Directive: Write out the listing in full, matching it word for word.

Data extract:
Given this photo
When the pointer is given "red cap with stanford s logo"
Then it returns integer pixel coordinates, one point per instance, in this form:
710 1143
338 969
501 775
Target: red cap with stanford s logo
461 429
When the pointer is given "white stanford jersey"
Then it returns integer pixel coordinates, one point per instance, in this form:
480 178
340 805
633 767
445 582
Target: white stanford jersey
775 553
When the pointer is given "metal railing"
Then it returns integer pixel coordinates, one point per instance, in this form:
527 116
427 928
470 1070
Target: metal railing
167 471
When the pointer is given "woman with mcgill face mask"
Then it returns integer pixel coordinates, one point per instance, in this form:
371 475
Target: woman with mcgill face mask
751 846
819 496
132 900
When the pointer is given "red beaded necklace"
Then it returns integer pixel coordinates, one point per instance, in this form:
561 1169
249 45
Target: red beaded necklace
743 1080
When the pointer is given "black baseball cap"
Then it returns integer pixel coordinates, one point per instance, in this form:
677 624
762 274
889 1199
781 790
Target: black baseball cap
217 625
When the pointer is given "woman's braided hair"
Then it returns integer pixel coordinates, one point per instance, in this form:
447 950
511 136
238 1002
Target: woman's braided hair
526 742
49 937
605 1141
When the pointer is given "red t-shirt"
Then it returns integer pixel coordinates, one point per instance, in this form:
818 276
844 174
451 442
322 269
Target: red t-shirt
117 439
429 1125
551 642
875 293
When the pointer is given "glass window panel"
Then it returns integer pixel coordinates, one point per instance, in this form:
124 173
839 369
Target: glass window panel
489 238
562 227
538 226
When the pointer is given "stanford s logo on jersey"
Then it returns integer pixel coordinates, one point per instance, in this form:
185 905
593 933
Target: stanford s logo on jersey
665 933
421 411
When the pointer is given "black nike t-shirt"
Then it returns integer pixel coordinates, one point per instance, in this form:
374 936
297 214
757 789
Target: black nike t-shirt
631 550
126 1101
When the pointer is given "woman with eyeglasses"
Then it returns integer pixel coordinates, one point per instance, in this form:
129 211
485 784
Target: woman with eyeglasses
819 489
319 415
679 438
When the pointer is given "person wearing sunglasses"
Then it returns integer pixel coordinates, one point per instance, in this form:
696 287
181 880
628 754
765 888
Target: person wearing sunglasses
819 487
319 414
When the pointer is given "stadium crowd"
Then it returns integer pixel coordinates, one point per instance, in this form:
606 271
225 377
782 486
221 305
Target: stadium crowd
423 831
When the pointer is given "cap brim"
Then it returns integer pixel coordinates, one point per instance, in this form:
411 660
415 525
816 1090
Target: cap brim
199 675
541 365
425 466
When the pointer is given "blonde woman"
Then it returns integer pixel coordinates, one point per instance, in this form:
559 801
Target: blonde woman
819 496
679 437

Expected answer:
Given this photo
When the pointer is given "red cap with stanford s logo"
Then it returns integer pixel coordinates, one point per instance, in this form:
710 1143
338 969
501 775
Target: red cap with stanford s logo
461 429
When the pointer is given "white stanford jersey"
Then it returns integer pixel coordinates, one point per instance, in this form:
480 178
340 805
633 767
445 582
Target: white stanford jersey
775 553
When the pointer is given "metal railing"
Then it returns integer pixel coordinates, one point per instance, in this form:
527 116
427 928
470 1070
Target: metal railing
167 471
When the pointer is given "woman with mcgill face mask"
Then it returns integer pixel coordinates, one point per instance, in this form:
371 475
Target: woman with mcgill face mask
751 846
819 496
132 900
When the pointer is given "red beaded necklace"
Then it returns integer pixel coordinates, one point per instance, in this form:
561 1169
249 45
Target: red beaded necklace
743 1080
When the pointer is given "black baseball cap"
Then it returns integer pixel coordinates, one point per instance, in this form:
677 624
762 274
889 1199
781 790
Target: black baseball cap
217 625
When the pointer is given "woman's braided hair"
Then it returns integer pixel coordinates, one point per instance, in this form:
447 950
511 136
238 1002
Target: woman's braided hair
526 742
49 937
605 1141
When the pointer is given "red t-shirt"
Then it returns integer pixel coordinates, one point per instance, in this form:
818 276
844 174
451 442
322 269
Target: red t-shirt
117 439
429 1125
551 642
875 293
When the pointer is given "glass window panel"
Then it returns integer pixel coordinates, one point per instance, in this form:
124 173
839 369
Target: glass window panel
489 238
562 227
538 226
When the pointer is given "stanford s logo on jersey"
Then it returns integer pixel coordinates, one point per instance, in this form:
185 905
593 933
Target: stanford s logo on jersey
665 933
421 411
When the pointer is given "black nike t-shirt"
Then it returns integer pixel coordinates, one point per instance, in this form:
374 936
297 214
757 789
Target: black nike t-shirt
631 550
126 1101
When the pointer is given "woman with eyeglasses"
Then it returns integer pixel coordinates, one point per instance, in this form:
129 211
485 784
Target: woman with eyeglasses
819 489
319 415
679 438
When the pointer is given "person wearing sunglasses"
Then it returns integer pixel coordinates, one point per instance, in this form:
696 287
181 880
628 754
765 888
Target: person wearing sunglasses
819 487
319 414
When the pointer is given "stadium crowd"
Then it returns integer pixel coordinates, one point per instance, in this form:
606 271
225 377
782 486
221 305
Target: stadium crowd
423 831
When the pointer is given "cap brim"
Then it returns integer pixel coordinates, one point per instance, in this form:
411 660
415 525
816 1090
Target: cap brim
199 675
541 365
425 466
When the pointer is given "blonde woman"
Then it returns integer pixel coordinates, one point per instance, in this form:
559 801
Target: blonde woman
819 496
679 437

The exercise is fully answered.